Exercise text

* * * *

Lake in British Columbia, Canada

Chilko Lake, officially Tŝilhqox Biny (Pronounced:	Tsyle-koh Bee), is a 180 km2 lake in west-central British Columbia, at the head of the Chilko River on the Chilcotin Plateau. The lake is about 65 km long, with a southwest arm 10 km long. It is one of the largest lakes by volume in the province because of its great depth, and the largest above 1000 m in elevation. It and Harrison Lake are the largest lakes in the southern Coast Mountains.

On March 11, 2019, the province of British Columbia, working with the Tŝilhqot’in National Government, officially changed the name of the lake from Chilko Lake to Tŝilhqox Biny.

==Geography==

The inland equivalent of the many fjords which line the British Columbia Coast on the other side of the Coast Mountains, Chilko Lake's glacial valley opens not out onto the ocean, but onto a broad lava plateau that lies inland from the highest section of the main range. The mountains at the head of the lake are among the highest in the province, and two broad, deep glacial valleys connect east to the smaller Taseko Lakes, which drains northwards parallel to the Chilko River, both of them converging with the Chilcotin River which is a tributary of the Fraser. Tatlayoko Lake, to the west across another range, is not part of the Chilcotin-Fraser drainage, however, but is part of the Homathko River drainage to Bute Inlet.

The area spanning the head of Chilko Lake and Taseko Lake basins and the two valleys between the two lakes has been preserved as the Tsʼilʔos Provincial Park, which is co-administered by the Parks Branch of the provincial government and by the Xeni Gwet'in, who are the residents of Nemaia Valley and one of the component bands of the Tsilhqot'in (Chilcotin) people; Nemaia is the more northerly of the two east–west valleys, the southerly one is Yohetta Valley. Tsi'lʔos is the Tsilhqot'in name for Mount Tatlow at 3063 m, which stands in the ranges between Chilko and Taseko Lakes. Higher still are the mountains at the head of Chilko Lake, crowned by 3182 m Monmouth Mountain, and to the southwest of the lake, between the two arms, is Mount Good Hope at 3242 m, with the range rising west from there towards Mount Queen Bess at 3298 m, to the south of Tatlayoko Lake and higher still beyond to Mount Waddington.

==History==
The area around Chilko Lake was where some of the backwoods maneuverings and sit-outs of the Chilcotin War of 1864 took place, and the Tsilhqot'in people who live here, the Xeni Gwet'in, are said to include descendants of Klatsassin, the main leader of the war. The vicinity of the lake is also the habitat of some of the last holdouts of the Chilcotin Country's once-numerous herds of wild horses, especially in the plateau-terrain area known as the Brittany Triangle area between the Chilko and Taseko Rivers, which is currently (2005) a subject of preservationist vs resource industry controversy, though not as high profile as other regions of the province.

* * * *

Work to complete
1. In the Chilko Lake article, on what date was the lake's name officially changed to Tŝilhqox Biny?
2. Transcribe the Chilko Lake article starting with "Lake in British" and going on through "to Tŝilhqox Biny.".
The records come from a different source.

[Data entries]
* * * *

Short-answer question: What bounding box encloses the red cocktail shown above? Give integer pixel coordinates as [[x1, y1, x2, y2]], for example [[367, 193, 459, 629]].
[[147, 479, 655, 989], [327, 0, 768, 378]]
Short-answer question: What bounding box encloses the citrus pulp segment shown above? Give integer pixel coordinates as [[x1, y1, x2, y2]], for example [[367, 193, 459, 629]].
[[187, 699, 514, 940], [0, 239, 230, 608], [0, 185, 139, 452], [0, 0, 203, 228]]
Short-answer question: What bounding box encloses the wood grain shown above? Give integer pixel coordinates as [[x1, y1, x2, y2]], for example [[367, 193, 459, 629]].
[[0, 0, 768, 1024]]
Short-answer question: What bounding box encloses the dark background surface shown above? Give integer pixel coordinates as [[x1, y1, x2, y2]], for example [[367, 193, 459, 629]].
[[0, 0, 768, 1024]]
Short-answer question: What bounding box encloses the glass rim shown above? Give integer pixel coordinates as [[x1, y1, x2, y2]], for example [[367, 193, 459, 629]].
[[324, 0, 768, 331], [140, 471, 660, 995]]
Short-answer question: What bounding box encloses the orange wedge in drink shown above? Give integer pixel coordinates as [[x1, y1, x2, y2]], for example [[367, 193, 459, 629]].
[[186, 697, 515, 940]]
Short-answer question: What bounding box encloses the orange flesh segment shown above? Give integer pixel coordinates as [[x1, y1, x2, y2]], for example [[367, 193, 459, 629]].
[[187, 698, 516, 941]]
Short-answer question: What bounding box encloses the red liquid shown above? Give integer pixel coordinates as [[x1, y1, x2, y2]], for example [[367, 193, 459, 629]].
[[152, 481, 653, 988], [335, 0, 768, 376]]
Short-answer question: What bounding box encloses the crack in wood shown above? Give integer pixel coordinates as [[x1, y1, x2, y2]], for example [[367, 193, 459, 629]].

* * * *

Task-by-task outputs
1. March 11, 2019.

2.
Lake in British Columbia, Canada

Chilko Lake, officially Tŝilhqox Biny (Pronounced:	Tsyle-koh Bee), is a 180 km2 lake in west-central British Columbia, at the head of the Chilko River on the Chilcotin Plateau. The lake is about 65 km long, with a southwest arm 10 km long. It is one of the largest lakes by volume in the province because of its great depth, and the largest above 1000 m in elevation. It and Harrison Lake are the largest lakes in the southern Coast Mountains.

On March 11, 2019, the province of British Columbia, working with the Tŝilhqot’in National Government, officially changed the name of the lake from Chilko Lake to Tŝilhqox Biny.